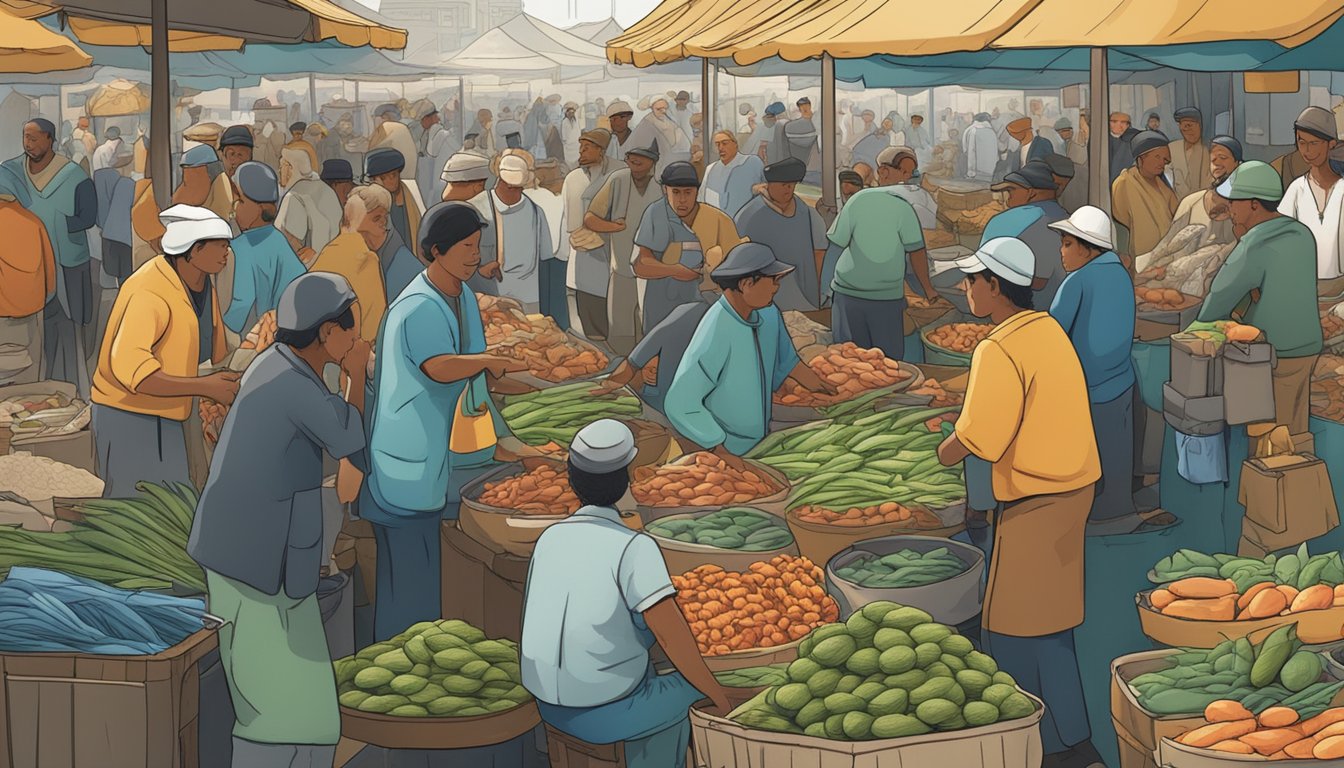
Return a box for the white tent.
[442,13,606,82]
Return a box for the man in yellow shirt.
[91,206,241,499]
[938,238,1101,765]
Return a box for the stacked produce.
[750,408,966,519]
[774,342,911,405]
[0,451,102,500]
[0,483,206,593]
[1148,543,1344,621]
[480,464,581,515]
[728,601,1036,741]
[1129,624,1344,716]
[672,554,840,656]
[927,323,995,355]
[480,296,609,382]
[630,451,780,507]
[644,507,793,551]
[0,568,206,656]
[835,546,966,589]
[500,382,642,445]
[333,619,532,717]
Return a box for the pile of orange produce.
[672,554,840,656]
[480,464,579,515]
[929,323,995,354]
[794,502,914,529]
[1176,699,1344,761]
[630,451,780,507]
[774,342,910,405]
[1148,576,1344,621]
[1134,288,1196,309]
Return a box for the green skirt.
[206,570,340,745]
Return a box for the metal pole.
[1087,48,1110,211]
[817,54,839,223]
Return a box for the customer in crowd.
[938,238,1101,765]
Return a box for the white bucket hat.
[1050,206,1116,250]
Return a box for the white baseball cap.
[1050,206,1116,250]
[954,237,1036,285]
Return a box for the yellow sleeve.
[957,340,1027,463]
[109,291,168,391]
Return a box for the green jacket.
[1199,217,1322,358]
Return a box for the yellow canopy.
[606,0,1344,67]
[0,4,93,74]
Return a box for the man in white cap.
[938,237,1101,765]
[1050,206,1138,533]
[519,418,730,768]
[91,206,241,499]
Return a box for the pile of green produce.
[747,408,966,508]
[644,507,793,551]
[500,382,644,447]
[836,546,966,589]
[728,601,1036,741]
[333,619,532,717]
[1148,543,1344,592]
[0,483,206,594]
[714,664,789,689]
[1129,624,1344,718]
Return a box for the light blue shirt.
[664,297,798,456]
[519,507,676,707]
[699,152,765,218]
[223,225,305,334]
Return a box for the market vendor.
[938,238,1101,765]
[659,242,836,457]
[519,418,728,768]
[359,203,523,639]
[1199,160,1324,434]
[91,206,239,499]
[187,272,370,768]
[1050,206,1138,533]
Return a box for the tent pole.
[817,54,839,223]
[149,0,173,210]
[1087,48,1110,211]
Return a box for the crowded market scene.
[10,0,1344,768]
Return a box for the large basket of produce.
[630,451,789,525]
[333,620,540,749]
[1136,545,1344,648]
[827,535,985,625]
[691,601,1043,768]
[672,554,840,671]
[644,507,798,573]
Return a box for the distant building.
[378,0,523,63]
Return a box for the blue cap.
[234,163,280,203]
[364,147,406,179]
[180,144,219,168]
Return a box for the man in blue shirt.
[1050,206,1137,533]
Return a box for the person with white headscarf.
[91,204,241,499]
[276,148,341,264]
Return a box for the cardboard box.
[1238,453,1340,557]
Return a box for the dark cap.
[219,125,254,149]
[710,242,793,277]
[659,161,700,187]
[419,203,491,257]
[276,272,358,331]
[364,147,406,179]
[765,157,808,184]
[321,157,355,182]
[989,160,1059,192]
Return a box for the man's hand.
[196,371,242,405]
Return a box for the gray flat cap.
[276,272,356,331]
[570,418,638,475]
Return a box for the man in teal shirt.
[664,242,836,457]
[1199,160,1324,434]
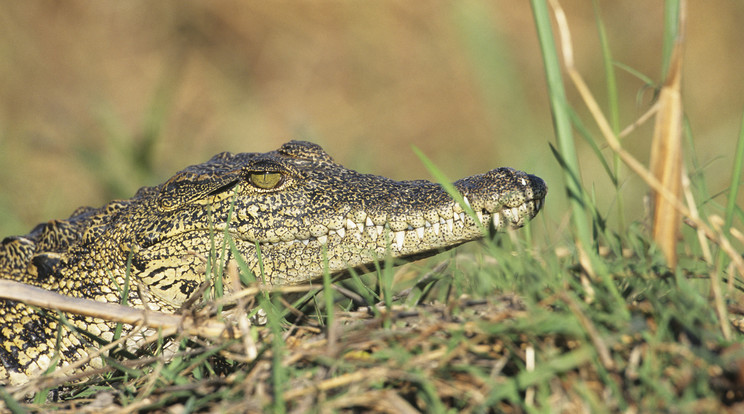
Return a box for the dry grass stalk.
[650,5,685,268]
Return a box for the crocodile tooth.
[416,227,424,240]
[395,230,406,250]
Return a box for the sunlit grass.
[0,0,744,412]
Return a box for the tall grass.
[0,0,744,412]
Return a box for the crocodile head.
[125,141,547,303]
[0,142,547,383]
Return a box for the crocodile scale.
[0,141,547,384]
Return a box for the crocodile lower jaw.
[252,199,544,253]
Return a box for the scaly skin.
[0,141,547,383]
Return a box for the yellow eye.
[249,171,282,190]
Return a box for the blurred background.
[0,0,744,236]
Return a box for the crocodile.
[0,141,547,384]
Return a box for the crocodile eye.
[248,171,282,190]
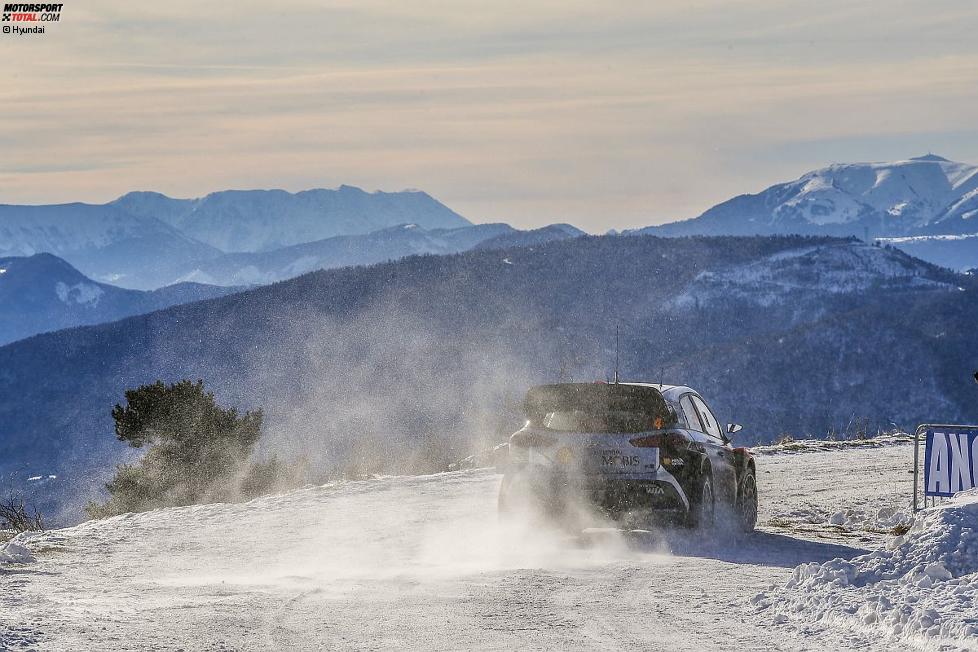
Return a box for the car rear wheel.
[687,472,716,530]
[737,468,757,532]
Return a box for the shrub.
[85,380,298,518]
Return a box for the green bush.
[86,380,301,518]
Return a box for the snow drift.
[755,490,978,650]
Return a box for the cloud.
[0,0,978,232]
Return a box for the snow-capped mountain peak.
[648,154,978,237]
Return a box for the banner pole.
[913,426,921,514]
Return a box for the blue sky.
[0,0,978,232]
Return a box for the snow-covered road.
[0,444,936,650]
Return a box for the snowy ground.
[0,442,978,650]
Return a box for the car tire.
[686,471,716,530]
[737,467,757,532]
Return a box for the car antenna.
[615,323,621,385]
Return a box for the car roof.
[621,383,699,401]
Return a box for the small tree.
[0,496,44,532]
[86,380,274,518]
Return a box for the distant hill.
[0,254,236,345]
[881,236,978,270]
[476,224,585,249]
[639,154,978,238]
[0,203,220,288]
[0,236,978,520]
[170,224,522,285]
[0,186,471,290]
[112,186,471,253]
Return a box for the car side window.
[692,396,723,439]
[679,394,703,432]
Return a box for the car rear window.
[524,383,676,433]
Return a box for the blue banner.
[924,426,978,496]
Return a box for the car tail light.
[509,432,557,448]
[629,432,687,448]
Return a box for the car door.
[679,393,716,475]
[690,394,737,505]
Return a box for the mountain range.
[0,254,241,345]
[639,154,978,238]
[111,185,471,253]
[0,186,471,290]
[173,224,584,285]
[0,236,978,524]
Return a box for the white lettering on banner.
[971,437,978,487]
[927,432,951,493]
[948,433,971,491]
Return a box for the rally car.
[499,383,757,532]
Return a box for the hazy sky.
[0,0,978,232]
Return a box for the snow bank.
[750,432,913,455]
[0,535,37,564]
[777,505,913,532]
[753,490,978,650]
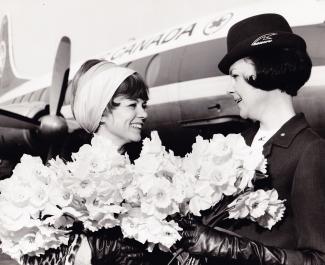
========
WHAT THIS TASK INVOLVES:
Rewrite all of the records above, substituting "Locate" for every occurrence of "Return a box for" and leaving everything else unchanged. Omit the pictures from your answer.

WRITTEN ANSWER:
Locate the white tent.
[442,13,606,82]
Locate the man in yellow shirt.
[91,206,241,499]
[938,238,1101,765]
Locate the stacked produce.
[750,408,966,519]
[774,342,911,405]
[0,451,102,500]
[0,483,206,593]
[1148,543,1344,621]
[480,464,581,515]
[728,601,1036,741]
[1129,624,1344,716]
[672,554,840,656]
[927,323,995,355]
[480,296,609,382]
[630,451,780,507]
[644,507,793,551]
[0,568,206,656]
[835,546,966,589]
[500,382,642,445]
[333,619,532,717]
Locate the pile of orange produce.
[672,554,840,656]
[480,464,579,515]
[929,323,995,354]
[794,502,914,529]
[1176,699,1344,761]
[630,451,780,507]
[774,342,910,405]
[1148,576,1344,621]
[1134,288,1196,309]
Locate the green skirt.
[206,570,340,745]
Locate the metal pole.
[1087,48,1110,211]
[817,54,839,223]
Locate the customer in crowd.
[938,238,1101,765]
Locate the white bucket hat.
[1050,206,1116,250]
Locate the white baseball cap.
[1050,206,1116,250]
[954,237,1036,285]
Locate the yellow sleeve.
[957,340,1027,463]
[109,291,168,391]
Locate the green jacket.
[1199,217,1322,358]
Locate the yellow canopy.
[606,0,1344,67]
[0,4,93,74]
Locate the man in white cap.
[938,237,1101,765]
[1050,206,1138,533]
[519,418,730,768]
[91,206,241,499]
Locate the pile of green produce.
[747,408,966,508]
[644,507,793,551]
[500,382,644,447]
[836,546,966,589]
[728,601,1036,741]
[333,619,532,717]
[1148,543,1344,592]
[0,483,206,594]
[714,664,789,689]
[1129,624,1344,718]
Locate the light blue shirt.
[664,297,798,456]
[519,507,676,707]
[699,152,765,218]
[223,225,305,334]
Locate the market vendor.
[938,238,1101,765]
[659,242,836,457]
[519,418,728,768]
[359,203,523,639]
[1199,160,1324,434]
[91,206,239,499]
[187,272,370,768]
[1050,206,1138,533]
Locate the tent pole.
[817,54,839,223]
[149,0,173,210]
[1087,48,1110,211]
Locate the crowded market scene.
[10,0,1344,768]
Locate the large basket of produce.
[630,451,789,525]
[333,620,540,749]
[1136,545,1344,648]
[827,535,985,625]
[691,601,1043,768]
[672,554,840,671]
[644,507,798,573]
Locate the distant building.
[378,0,523,63]
Locate the blue cap.
[234,163,280,203]
[364,147,406,179]
[180,144,219,168]
Locate the man in blue shirt.
[1050,206,1137,533]
Locate the person with white headscarf.
[91,204,241,499]
[276,148,341,264]
Locate the cardboard box.
[1238,453,1340,557]
Locate the dark cap.
[219,125,254,149]
[710,242,793,277]
[659,161,700,187]
[419,203,491,257]
[276,272,358,331]
[364,147,406,179]
[765,157,808,184]
[321,157,355,182]
[989,160,1059,192]
Locate the man's hand.
[196,371,242,405]
Locate the gray flat cap.
[276,272,356,331]
[570,418,638,475]
Locate the man in teal shirt.
[664,242,836,457]
[1199,160,1324,434]
Locate the dry grass stalk.
[650,5,685,268]
Locate the crocodile tooth.
[416,227,424,240]
[395,230,406,250]
Locate the sunlit grass.
[0,0,744,412]
Locate the tall grass.
[0,0,744,412]
Locate the crocodile head.
[125,141,547,303]
[0,142,547,383]
Locate the crocodile scale.
[0,141,547,384]
Locate the crocodile lower jaw.
[252,199,544,253]
Locate the scaly skin.
[0,141,547,383]
Locate the yellow eye.
[249,171,282,190]
Locate the blurred background.
[0,0,744,236]
Locate the crocodile.
[0,141,547,384]
Locate the crocodile eye.
[248,171,282,190]
Locate the car rear wheel.
[687,472,716,530]
[737,468,757,532]
Locate the shrub.
[85,380,298,518]
Locate the green bush.
[86,380,301,518]
Locate the snow drift.
[755,490,978,650]
Locate the cloud.
[0,0,978,232]
Locate the snow-capped mountain peak.
[648,154,978,237]
Locate the banner pole.
[913,426,921,514]
Locate the blue sky.
[0,0,978,232]
Locate the snow-covered road.
[0,444,936,650]
Locate the snowy ground.
[0,442,978,650]
Locate the car tire.
[686,471,716,530]
[737,467,757,532]
Locate the car antenna.
[615,323,621,385]
Locate the car roof.
[621,383,699,401]
Locate the small tree.
[0,496,44,532]
[86,380,274,518]
Locate the distant hill.
[0,254,236,345]
[881,236,978,270]
[476,224,585,249]
[639,154,978,238]
[0,203,220,288]
[0,236,978,520]
[170,224,522,285]
[0,186,471,290]
[112,186,471,253]
Locate the car side window.
[692,396,723,439]
[679,394,703,432]
Locate the car rear window.
[524,383,676,433]
Locate the blue banner.
[924,426,978,496]
Locate the car tail light.
[509,432,557,448]
[629,432,687,448]
Locate the car door.
[679,393,716,475]
[690,394,737,505]
Locate the mountain range.
[0,254,241,345]
[639,154,978,238]
[111,185,471,253]
[0,186,471,290]
[173,224,584,285]
[0,236,978,524]
Locate the white lettering on banner.
[971,437,978,487]
[927,432,951,493]
[948,433,971,491]
Locate the rally car.
[499,383,757,532]
Locate the hazy sky.
[0,0,978,232]
Locate the snow bank.
[750,432,913,455]
[0,535,37,564]
[777,505,913,532]
[753,490,978,650]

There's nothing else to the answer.